■ **SUPPLIED ENTRIES**:
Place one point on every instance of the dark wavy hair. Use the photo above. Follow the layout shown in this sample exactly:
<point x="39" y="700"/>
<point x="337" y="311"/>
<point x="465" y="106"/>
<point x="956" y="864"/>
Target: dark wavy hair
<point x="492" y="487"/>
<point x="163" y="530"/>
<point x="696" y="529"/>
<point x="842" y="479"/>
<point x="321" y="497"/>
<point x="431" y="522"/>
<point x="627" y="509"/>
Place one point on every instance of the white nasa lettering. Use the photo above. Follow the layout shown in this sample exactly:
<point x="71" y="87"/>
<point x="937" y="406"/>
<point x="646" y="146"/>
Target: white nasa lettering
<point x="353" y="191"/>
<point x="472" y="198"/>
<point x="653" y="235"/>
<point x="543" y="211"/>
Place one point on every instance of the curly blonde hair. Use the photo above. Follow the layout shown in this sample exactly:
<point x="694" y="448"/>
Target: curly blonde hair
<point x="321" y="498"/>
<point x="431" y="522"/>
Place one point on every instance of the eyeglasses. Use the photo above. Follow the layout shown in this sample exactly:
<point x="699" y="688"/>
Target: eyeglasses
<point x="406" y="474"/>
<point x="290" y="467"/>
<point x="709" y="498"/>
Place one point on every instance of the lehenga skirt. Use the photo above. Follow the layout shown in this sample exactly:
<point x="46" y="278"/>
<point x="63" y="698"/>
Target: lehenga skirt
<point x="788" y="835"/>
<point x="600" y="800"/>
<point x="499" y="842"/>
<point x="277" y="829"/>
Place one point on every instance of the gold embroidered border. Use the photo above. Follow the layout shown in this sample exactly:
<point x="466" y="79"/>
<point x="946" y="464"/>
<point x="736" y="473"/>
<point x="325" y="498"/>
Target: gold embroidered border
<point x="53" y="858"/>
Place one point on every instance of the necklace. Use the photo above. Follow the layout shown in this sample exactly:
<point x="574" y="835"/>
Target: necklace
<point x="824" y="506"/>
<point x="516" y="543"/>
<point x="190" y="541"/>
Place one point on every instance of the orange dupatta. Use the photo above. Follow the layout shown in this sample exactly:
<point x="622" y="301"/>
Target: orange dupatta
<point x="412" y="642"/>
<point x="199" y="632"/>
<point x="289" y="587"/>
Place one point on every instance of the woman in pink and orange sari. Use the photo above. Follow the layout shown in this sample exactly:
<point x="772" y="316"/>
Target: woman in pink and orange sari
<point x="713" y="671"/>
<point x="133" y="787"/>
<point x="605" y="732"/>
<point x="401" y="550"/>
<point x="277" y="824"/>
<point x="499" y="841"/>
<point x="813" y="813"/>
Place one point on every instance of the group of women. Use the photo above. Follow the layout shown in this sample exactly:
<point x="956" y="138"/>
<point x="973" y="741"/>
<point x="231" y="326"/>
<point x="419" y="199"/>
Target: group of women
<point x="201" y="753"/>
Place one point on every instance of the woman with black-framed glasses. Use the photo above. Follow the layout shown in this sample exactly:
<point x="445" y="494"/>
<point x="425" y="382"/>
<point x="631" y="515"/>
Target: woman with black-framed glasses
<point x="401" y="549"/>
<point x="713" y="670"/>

■ **TASK PROMPT**: Duplicate the lines above word for word, everything from the line containing "Place one point on every instance of the woman with" down to the end of the rows.

■ **THE REPLY**:
Place one point on every instance of the woman with black-framed glasses. Use the photo above. Follow the layout shown in this sample exactly:
<point x="445" y="494"/>
<point x="425" y="382"/>
<point x="631" y="515"/>
Target: woman with black-framed glasses
<point x="401" y="549"/>
<point x="713" y="670"/>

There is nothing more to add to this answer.